◆ STATED PROBLEM: Reproduce everything from "Net merchandise sales for" down to "complete fiscal year." in the Eddie Bauer first-quarter results text without any changes.

◆ TEXT PROVIDED:
Eddie Bauer Holdings, Inc. first quarter ended April 1, 2006, total revenues were $194.5 million, compared to $221.9 million in the first quarter of 2005, a decline of 12.3%. Total revenues for the first quarter of 2006 included net merchandise sales of $180.6 million, shipping revenues of $8.2 million, licensing royalty revenues of $4.0 million, royalty revenues from foreign joint ventures of $1.6 million, and other revenues of $0.1 million. In the first quarter of 2005, total revenues included net merchandise sales of $206.6 million, shipping revenues of $9.4 million, licensing royalty revenues of $4.2 million, royalty revenues from foreign joint ventures of $1.5 million, and other revenues of $0.2 million.

Net merchandise sales for the first quarter of 2006 included $125.9 million of sales from Eddie Bauer’s (the “Company) retail and outlet stores, $54.6 million of sales from its direct channel and $0.1 million of other merchandise sales. This compares to $143.7 million of sales from the Company’s retail and outlet stores, $62.8 million of sales from its direct channel and $0.1 million of other merchandise sales in the same period last year. Comparable store sales for the first quarter of 2006 declined by 10 percent versus the prior year quarter. Comparable store sales include net sales from retail and outlet stores that have been open for one complete fiscal year.

Gross margin for the three months ended April 1, 2006 was $48.6 million, representing a decrease of $21.5 million from the pro forma gross margin for the three months ended April 2, 2005. Gross margin percentage for the first quarter of 2006 declined to 26.9% from a pro forma gross margin of 33.9% for the first quarter of 2005. The principal factor impacting the decline in gross margin percentage for first quarter 2006 versus the pro forma gross margin percentage for the prior year quarter was the higher level of markdowns taken in order to drive merchandise sales.

The Company’s historical net loss for the first quarter of 2006 was $35.6 million, or $1.19 per diluted share, compared to a net loss of $8.6 million in the first quarter of 2005. Per share amounts have not been reported for the first quarter of 2005, because the Company was a wholly-owned subsidiary of Spiegel, Inc. at that time, and there were no shares outstanding for the combined Eddie Bauer entity. The Company emerged as a stand-alone entity on June 21, 2005 when Spiegel’s Chapter 11 Plan of Reorganization was declared effective and 30 million shares of Eddie Bauer Holdings common stock were distributed to satisfy pre-petition claims. The net loss for the first quarter of 2005, stated on a pro forma basis, was $16.1 million. These pro forma results were adjusted to reflect the implementation of the Plan of Reorganization and the company’s emergence from bankruptcy as if it had been completed at the beginning of 2005.

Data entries
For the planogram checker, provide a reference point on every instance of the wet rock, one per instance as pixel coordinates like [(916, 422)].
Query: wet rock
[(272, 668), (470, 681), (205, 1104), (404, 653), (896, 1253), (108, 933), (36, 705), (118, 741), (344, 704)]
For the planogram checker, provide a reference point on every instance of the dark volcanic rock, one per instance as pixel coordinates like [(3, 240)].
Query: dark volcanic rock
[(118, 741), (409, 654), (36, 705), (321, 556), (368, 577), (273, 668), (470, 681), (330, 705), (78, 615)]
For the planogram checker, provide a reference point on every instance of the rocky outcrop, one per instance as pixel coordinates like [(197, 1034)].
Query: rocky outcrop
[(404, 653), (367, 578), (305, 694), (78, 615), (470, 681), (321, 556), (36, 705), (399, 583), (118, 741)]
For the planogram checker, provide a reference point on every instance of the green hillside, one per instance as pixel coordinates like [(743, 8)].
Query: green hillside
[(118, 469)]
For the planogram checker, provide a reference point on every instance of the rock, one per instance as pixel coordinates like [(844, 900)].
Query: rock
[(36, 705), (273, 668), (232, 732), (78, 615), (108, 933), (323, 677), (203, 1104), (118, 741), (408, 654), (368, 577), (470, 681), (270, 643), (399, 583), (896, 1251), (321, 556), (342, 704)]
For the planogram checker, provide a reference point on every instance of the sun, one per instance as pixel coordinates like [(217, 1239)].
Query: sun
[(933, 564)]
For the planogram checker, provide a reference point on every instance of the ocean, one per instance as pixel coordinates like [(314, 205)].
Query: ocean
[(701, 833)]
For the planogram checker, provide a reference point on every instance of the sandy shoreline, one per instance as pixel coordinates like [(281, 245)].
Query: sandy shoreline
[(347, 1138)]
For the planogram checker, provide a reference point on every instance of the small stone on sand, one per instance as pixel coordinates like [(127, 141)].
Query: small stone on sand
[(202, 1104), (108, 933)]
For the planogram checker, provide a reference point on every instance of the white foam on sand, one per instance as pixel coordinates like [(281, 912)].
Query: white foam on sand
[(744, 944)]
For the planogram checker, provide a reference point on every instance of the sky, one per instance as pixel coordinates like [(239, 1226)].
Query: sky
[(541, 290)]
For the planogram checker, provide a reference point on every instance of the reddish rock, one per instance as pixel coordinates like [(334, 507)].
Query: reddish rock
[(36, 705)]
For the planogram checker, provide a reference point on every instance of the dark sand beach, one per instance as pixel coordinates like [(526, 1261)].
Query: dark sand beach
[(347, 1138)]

◆ EXPECTED OUTPUT:
Net merchandise sales for the first quarter of 2006 included $125.9 million of sales from Eddie Bauer’s (the “Company) retail and outlet stores, $54.6 million of sales from its direct channel and $0.1 million of other merchandise sales. This compares to $143.7 million of sales from the Company’s retail and outlet stores, $62.8 million of sales from its direct channel and $0.1 million of other merchandise sales in the same period last year. Comparable store sales for the first quarter of 2006 declined by 10 percent versus the prior year quarter. Comparable store sales include net sales from retail and outlet stores that have been open for one complete fiscal year.